#### Records to process
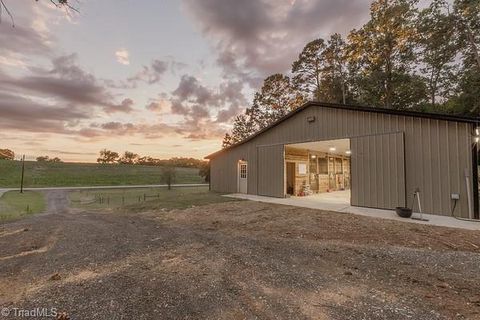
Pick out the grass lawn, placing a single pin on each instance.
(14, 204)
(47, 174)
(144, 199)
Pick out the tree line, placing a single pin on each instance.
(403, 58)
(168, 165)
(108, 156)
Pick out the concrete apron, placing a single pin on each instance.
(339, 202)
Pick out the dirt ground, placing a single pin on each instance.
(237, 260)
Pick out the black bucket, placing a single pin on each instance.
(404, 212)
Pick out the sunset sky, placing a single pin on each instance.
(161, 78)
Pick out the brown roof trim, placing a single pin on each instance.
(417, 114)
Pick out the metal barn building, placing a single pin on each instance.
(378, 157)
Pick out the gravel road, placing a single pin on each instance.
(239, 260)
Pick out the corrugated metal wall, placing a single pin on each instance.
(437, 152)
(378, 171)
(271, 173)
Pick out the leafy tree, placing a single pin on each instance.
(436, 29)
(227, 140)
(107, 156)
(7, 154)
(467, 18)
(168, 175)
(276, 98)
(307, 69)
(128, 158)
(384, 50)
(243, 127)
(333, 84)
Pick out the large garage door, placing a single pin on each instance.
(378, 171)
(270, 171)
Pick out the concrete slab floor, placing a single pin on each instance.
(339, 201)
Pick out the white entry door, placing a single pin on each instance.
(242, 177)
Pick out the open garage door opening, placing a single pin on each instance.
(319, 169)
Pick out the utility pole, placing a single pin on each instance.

#### What is required
Your task is to transcribe exactly the lines from the one with "Pick out the open" through the end of the data, both included, and nothing besides.

#### Output below
Pick out the open garage door opening, placing a single pin on each instance.
(319, 169)
Pick out the utility pole, placing a single pin on each instance.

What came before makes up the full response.